▸ **PROBLEM 1**:
Reproduce the passage on mortgages and foreclosure word for word, from its first sentence to its last.

▸ **SUPPLIED PASSAGE**:
Because there are hundreds of John Jones characters in this tragedy, the entire marketplace has been decimated. The middle class is permanently stalled because their only net worth has been stolen from them The borrowers would gladly execute a real mortgage for real value with real terms that make sense 95% of the time, but they need to do it with the owner of the debt — the pension fund. The pension fund the borrower need to be closely aligned on the premise that the loans can be modified for better terms that forced sales, the housing market could recover, and money would start flowing back to the middle class who drives 70% of our consumer based economy.

They are all wrong and are opening the door for more PONZI schemes and even better ways to steal money and get away with it. The Arizona Supreme Court in Vasquez as well as all other decisions from the trial bench, appellate courts, regulators and law enforcement are all wrong. The burden of proof in due process is on the party seeking affirmative relief. Anyone who wants the death penalty equivalent in civil litigation (forfeiture of homestead), should be required to prove beyond all reasonable doubt or by clear and convincing evidence that the mortgage was valid and should have been recorded.

▸ **MATERIAL SUPPLIED**:

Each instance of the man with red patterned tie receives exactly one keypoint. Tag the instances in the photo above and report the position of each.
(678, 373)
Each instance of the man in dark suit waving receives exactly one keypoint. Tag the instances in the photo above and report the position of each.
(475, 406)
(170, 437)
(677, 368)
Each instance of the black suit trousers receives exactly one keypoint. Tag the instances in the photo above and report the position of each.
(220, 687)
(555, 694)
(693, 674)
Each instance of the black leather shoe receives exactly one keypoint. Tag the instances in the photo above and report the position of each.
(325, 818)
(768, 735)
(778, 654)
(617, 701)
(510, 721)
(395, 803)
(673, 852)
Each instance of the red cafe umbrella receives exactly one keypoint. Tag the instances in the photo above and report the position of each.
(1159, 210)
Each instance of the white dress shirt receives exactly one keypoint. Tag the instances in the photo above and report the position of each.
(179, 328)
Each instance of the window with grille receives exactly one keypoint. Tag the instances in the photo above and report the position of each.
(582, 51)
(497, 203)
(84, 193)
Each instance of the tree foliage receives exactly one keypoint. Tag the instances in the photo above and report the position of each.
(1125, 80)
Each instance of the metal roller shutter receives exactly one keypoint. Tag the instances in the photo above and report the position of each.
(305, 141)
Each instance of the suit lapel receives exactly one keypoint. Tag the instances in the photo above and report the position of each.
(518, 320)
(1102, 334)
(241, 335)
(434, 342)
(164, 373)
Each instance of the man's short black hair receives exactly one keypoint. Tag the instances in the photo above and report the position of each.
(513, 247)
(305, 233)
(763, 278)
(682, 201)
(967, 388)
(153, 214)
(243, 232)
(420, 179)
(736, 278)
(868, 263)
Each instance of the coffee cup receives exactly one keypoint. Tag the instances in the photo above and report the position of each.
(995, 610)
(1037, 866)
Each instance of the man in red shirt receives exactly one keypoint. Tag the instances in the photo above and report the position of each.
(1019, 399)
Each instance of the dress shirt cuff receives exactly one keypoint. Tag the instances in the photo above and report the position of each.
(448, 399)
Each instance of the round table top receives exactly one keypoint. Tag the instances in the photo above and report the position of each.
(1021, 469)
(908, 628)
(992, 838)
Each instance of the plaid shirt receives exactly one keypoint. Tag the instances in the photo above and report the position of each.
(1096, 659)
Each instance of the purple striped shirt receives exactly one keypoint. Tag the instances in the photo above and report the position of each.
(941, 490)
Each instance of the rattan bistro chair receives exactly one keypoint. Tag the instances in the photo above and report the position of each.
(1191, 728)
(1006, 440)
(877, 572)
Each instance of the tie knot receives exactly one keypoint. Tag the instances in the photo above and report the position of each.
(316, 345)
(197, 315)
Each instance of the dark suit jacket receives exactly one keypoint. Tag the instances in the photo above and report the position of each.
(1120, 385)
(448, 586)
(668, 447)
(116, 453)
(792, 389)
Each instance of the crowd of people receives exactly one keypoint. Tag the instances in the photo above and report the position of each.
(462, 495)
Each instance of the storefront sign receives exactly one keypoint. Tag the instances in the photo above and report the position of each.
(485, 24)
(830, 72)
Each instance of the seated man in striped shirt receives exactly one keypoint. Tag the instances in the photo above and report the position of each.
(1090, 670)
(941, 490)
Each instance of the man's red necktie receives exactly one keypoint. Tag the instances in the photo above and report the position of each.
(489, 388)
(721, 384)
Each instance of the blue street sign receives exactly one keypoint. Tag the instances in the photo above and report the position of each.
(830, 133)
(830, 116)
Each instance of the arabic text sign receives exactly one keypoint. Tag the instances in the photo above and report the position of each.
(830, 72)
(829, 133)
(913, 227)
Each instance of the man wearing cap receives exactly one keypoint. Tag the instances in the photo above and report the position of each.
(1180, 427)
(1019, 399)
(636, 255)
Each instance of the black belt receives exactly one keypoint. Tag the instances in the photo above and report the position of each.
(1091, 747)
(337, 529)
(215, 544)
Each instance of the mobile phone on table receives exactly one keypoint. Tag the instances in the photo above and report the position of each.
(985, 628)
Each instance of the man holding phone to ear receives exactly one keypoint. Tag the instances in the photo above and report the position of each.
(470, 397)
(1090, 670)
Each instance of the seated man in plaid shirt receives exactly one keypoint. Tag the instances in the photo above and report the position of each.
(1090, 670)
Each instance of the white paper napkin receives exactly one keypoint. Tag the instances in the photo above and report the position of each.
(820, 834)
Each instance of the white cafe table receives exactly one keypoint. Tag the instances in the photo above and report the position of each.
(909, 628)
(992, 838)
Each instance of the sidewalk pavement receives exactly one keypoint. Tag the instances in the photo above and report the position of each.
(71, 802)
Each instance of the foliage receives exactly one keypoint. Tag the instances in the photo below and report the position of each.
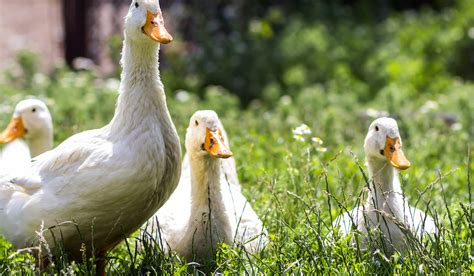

▸ **PROBLEM 2**:
Filter the rows above and copy out every line that contains the word "plaid", keeping each line unchanged.

▸ **RIGHT ANSWER 1**:
Because there are hundreds of John Jones characters in this tragedy, the entire marketplace has been decimated. The middle class is permanently stalled because their only net worth has been stolen from them The borrowers would gladly execute a real mortgage for real value with real terms that make sense 95% of the time, but they need to do it with the owner of the debt — the pension fund. The pension fund the borrower need to be closely aligned on the premise that the loans can be modified for better terms that forced sales, the housing market could recover, and money would start flowing back to the middle class who drives 70% of our consumer based economy.

They are all wrong and are opening the door for more PONZI schemes and even better ways to steal money and get away with it. The Arizona Supreme Court in Vasquez as well as all other decisions from the trial bench, appellate courts, regulators and law enforcement are all wrong. The burden of proof in due process is on the party seeking affirmative relief. Anyone who wants the death penalty equivalent in civil litigation (forfeiture of homestead), should be required to prove beyond all reasonable doubt or by clear and convincing evidence that the mortgage was valid and should have been recorded.

▸ **RIGHT ANSWER 2**:
Each instance of the plaid shirt receives exactly one keypoint. Tag the instances in the photo above and report the position of each.
Each instance of the seated man in plaid shirt receives exactly one keypoint. Tag the instances in the photo above and report the position of each.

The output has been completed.